[Selected excerpt]
━━━━
Velocities recorded with the TDI technique showed changes similar to classical PW-Doppler velocities. All TDI velocities recorded at the 2 sides of the right and left atrial appendages were lowest in patients with mitral stenosis and slightly higher (but still worse than the controls) in non-valvular AF patients. LAA TDI velocities showed significant correlations to RAA functional parameters. This finding suggests that the impairment of atrial function in AF is a global phenomenon, and the degree of impairment in left atrial function is significantly related to the degree of right atrial dysfunction.

AF is a prothrombotic or hypercoagulable state that may increase the risk of stroke and thromboembolism. Previous studies pointed out the apparent link between thrombogenesis and inflammation, in which increased CRP is associated with an increased risk of SEC and vascular events [9,17]. Plasma BNP and hs-CRP seem to reflect LA and RA functions and might be useful markers of vulnerability to thromboembolism in AF patients without overt heart failure [19]. In the previous studies it has been indicated that CRP is significantly associated with fibrinogen and plasma viscosity in AF, and that there is an association between CRP and SEC (which is believed to represent an interaction between erythrocytes and macromolecules and to be associated with a depressed mechanical LAA function) [4345]. Additionally, Maehama et al. [46] suggested that a high CRP is related to LA thrombus in patients with non-rheumatic AF. It has been reported that BNP levels can be used as an indicator of LA function, and high plasma BNP levels may indicate a hypercoagulation state in non-valvular AF patients [5]. Furthermore, LAA dysfunction was directly related to a prothrombotic state [5]. In our study, LAA SEC was seen in all patients with mitral stenosis (100%), 88% of hypertensive patients and 85% of hyperthyroid patients (p<0.001). Moreover, the grade 3 SEC ratio was 85%, 40% and 20%, respectively. LAA thrombus was seen in 70% of patients with mitral stenosis, 16% of hypertensive patients and 10% of hyperthyroid patients (p<0.001).
━━━━
[Tasks for this exercise]
#1 According to the excerpt on atrial function in atrial fibrillation, what percentage of hypertensive patients had LAA thrombus?
#2 From the excerpt on atrial function in atrial fibrillation, list each patient group in which LAA SEC was seen, along with the percentage given for that group.
#3 Continue the excerpt on atrial function in atrial fibrillation, starting after its last sentence.
The rows that follow are separate material and are not part of the excerpt on atrial function in atrial fibrillation.
━━━━
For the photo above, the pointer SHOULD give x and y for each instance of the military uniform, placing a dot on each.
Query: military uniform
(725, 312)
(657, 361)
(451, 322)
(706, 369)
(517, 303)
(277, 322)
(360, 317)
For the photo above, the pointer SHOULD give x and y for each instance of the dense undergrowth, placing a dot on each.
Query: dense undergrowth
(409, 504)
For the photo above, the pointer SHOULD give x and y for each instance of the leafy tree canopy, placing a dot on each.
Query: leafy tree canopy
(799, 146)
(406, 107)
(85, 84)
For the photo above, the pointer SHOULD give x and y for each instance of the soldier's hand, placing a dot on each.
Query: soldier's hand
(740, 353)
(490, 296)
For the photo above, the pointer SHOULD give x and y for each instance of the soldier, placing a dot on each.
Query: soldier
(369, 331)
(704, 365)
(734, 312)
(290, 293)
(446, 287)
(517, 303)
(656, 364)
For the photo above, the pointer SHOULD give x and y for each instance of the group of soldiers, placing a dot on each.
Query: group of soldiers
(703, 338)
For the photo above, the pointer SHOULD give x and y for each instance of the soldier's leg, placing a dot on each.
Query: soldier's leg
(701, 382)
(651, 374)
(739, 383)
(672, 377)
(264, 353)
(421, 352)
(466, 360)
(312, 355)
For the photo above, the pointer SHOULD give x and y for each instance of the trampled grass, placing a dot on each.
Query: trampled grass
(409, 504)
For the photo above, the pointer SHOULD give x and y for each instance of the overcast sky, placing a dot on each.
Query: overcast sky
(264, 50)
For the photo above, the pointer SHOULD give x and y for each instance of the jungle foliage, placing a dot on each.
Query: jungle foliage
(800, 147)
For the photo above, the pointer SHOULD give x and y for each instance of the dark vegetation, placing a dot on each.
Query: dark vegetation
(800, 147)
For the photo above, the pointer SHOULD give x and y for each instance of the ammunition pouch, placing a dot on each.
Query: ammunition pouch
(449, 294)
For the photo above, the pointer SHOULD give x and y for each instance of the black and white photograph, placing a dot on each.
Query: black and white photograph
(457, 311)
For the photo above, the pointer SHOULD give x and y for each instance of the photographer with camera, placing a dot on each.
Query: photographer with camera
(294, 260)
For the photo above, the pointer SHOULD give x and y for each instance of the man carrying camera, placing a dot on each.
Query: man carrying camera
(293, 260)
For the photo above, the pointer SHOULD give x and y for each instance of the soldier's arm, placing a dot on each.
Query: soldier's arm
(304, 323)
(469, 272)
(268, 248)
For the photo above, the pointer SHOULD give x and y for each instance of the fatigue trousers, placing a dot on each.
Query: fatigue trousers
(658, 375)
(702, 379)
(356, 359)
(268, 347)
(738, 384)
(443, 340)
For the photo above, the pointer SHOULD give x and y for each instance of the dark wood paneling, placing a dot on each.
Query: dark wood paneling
━━━━
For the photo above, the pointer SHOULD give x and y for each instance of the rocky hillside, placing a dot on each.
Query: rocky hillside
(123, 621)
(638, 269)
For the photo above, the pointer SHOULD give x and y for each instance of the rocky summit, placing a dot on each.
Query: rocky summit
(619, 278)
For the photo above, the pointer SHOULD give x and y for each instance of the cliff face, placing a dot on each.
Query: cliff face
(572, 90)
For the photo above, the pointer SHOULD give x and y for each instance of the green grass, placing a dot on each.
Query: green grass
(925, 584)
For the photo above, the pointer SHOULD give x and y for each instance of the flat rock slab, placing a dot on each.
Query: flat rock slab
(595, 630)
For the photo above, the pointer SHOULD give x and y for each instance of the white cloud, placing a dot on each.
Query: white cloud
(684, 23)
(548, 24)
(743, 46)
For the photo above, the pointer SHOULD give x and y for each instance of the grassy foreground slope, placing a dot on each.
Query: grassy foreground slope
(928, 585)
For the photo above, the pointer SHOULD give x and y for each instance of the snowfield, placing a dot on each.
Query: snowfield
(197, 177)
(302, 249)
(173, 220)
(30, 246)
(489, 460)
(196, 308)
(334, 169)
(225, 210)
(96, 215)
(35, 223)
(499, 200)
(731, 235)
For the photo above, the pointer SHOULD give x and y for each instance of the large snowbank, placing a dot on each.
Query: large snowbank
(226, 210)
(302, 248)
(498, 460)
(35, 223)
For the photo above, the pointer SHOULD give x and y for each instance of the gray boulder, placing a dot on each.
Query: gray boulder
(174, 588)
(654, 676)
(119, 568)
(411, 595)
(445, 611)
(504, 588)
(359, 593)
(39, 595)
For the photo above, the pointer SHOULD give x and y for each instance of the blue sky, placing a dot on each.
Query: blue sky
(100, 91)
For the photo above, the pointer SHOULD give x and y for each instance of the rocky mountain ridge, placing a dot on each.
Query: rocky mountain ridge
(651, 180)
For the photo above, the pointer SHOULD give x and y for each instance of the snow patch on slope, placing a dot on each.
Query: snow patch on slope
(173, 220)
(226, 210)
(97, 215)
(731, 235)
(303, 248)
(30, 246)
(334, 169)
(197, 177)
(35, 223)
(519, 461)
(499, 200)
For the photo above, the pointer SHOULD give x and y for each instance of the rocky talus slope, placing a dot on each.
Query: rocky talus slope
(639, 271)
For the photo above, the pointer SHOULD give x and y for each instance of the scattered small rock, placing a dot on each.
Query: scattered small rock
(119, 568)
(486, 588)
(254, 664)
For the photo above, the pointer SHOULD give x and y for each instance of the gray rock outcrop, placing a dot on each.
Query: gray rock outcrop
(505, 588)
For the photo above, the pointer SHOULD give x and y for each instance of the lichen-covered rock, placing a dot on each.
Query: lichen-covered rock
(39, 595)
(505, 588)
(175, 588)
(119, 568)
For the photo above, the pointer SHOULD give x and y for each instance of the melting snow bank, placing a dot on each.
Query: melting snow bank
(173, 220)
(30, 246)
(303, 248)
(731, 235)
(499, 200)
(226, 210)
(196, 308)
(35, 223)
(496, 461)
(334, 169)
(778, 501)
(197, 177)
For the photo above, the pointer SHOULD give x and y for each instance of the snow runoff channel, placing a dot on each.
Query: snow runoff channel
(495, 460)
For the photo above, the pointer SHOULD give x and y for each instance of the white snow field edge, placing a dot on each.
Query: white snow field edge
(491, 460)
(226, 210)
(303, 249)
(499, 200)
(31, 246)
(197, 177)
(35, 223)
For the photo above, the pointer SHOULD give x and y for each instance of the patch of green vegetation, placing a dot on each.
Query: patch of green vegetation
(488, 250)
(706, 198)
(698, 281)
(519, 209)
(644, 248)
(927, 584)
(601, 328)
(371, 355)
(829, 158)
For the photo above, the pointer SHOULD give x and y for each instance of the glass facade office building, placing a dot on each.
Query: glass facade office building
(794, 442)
━━━━
[Activity answers]
#1 16%

#2
- Patients with mitral stenosis: 100%
- Hypertensive patients: 88%
- Hyperthyroid patients: 85%

#3
The left and right atrial appendage TDI velocities were not superior to classical parameters of appendage function for predicting the severity of right and left atrial SEC. TDI evaluates only 1 particular segment of the atrial appendage; thus a more global parameter of right and left atrial appendage function may be more predictive for thromboembolic events than is regional evaluation.

There were some limitations of the present study. As the design of the present study was cross-sectional, the relation between RAA function and thromboembolic events could not be examined. Also, while abnormalities in haemostatic markers like fibrinogen and fibrin D-dimer are associated with the occurrence of SEC and thrombi in LAA, their effects were not studied in the different AF groups in this study.

Conclusions

In conclusion, in patients with permanent AF, especially in those with mitral stenosis, there is a significant negative correlation between hs-CRP and atrial appendage function. Higher hs-CRP levels in these patients may be a predictor for the presence of SEC and thrombi in the atria. Patients with high hs-CRP levels might profit from close monitoring and may be suitable candidates for anticoagulant, anti-inflammatory and anti-oxidant therapy.